## EXERCISE REQUIREMENTS
- 1) Shorten the paragraph that opens with "CNN's" in the commentary on the CNN investigation below, keeping its main facts.
- 2) Write a continuation of the commentary on the CNN investigation below, starting after its last sentence.
═════ GIVEN PASSAGE ═════
04/17/2026
Content Warning: Sexual violence, drug-facilitated assault, r**e
CNN's "As Equals" investigative series just dropped something that should be dominating every news cycle, and the fact that it isn't tells you everything about how seriously this society takes violence against women. A site called Motherless dot com pulled in 62 million visitors in February 2026 alone, with its core audience in the United States, and it hosts over 20,000 videos of women being r**ed while unconscious, organized under tags like "sleep content," "passedout," and "eyecheck." A French lawmaker who was herself a survivor called it exactly what it is: an online r**e academy, where men teach each other how to drug their wives, r**e them while unconscious, film it, and share or sell the footage to a paying audience.
═════ SUPPLIED INFORMATION ═════
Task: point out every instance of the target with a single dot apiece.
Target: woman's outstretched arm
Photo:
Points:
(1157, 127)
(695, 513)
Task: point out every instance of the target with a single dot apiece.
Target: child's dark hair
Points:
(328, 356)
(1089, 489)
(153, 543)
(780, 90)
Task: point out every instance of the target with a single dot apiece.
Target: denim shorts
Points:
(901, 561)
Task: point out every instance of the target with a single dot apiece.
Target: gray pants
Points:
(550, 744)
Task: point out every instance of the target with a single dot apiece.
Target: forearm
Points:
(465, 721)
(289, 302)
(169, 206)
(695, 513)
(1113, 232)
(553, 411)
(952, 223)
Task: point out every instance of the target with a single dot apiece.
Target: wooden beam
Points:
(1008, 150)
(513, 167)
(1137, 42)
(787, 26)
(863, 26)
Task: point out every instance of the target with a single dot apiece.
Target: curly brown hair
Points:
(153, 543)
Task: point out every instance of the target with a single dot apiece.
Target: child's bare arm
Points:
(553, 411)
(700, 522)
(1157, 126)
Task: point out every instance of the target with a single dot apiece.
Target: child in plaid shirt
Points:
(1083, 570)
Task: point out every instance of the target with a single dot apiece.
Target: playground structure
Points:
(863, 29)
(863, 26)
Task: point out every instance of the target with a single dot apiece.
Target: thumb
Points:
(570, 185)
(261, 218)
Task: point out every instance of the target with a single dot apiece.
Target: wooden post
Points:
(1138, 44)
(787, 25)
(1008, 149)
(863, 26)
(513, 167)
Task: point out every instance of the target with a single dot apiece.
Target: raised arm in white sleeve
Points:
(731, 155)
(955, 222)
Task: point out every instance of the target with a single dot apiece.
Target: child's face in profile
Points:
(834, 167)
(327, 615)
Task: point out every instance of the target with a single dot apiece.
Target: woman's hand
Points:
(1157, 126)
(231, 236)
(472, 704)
═════
## PER-TASK ANSWERS
- 1) CNN's "As Equals" series found that Motherless dot com, which drew 62 million visitors in February 2026 (mainly from the United States), hosts over 20,000 videos of unconscious women being r**ed. The videos are tagged "sleep content," "passedout," and "eyecheck." A French lawmaker who is a survivor called the site an online r**e academy, where men teach each other to drug their wives, r**e them while unconscious, film it, and share or sell the footage. The story should be dominating the news, and its absence shows how lightly society treats violence against women.

- 2)
And this is not a story about powerful men in penthouses or Harvey Weinstein types leveraging fame and money. These are regular guys. Husbands. Partners. Men living ordinary lives in ordinary homes, comparing notes on Telegram about dosages and evasion tactics like they're in a fantasy football group chat. Perpetrators are deliberately choosing drugs like Ambien because they leave the body in seven to eight hours, meaning by the time a survivor wakes up and gets to a hospital, the toxicological evidence is already gone. This is calculated. Methodical. And shockingly common.
This is the world women are living in when they say they'd feel safer alone in the woods with a bear. Nearly one in three women globally experience sexual violence from an intimate partner, a number that has barely shifted since 2000. The danger isn't abstract or elite. It's organized, monetized, and happening in their own beds, protected by outdated laws and platforms that check paperwork instead of content. It is truly sickening.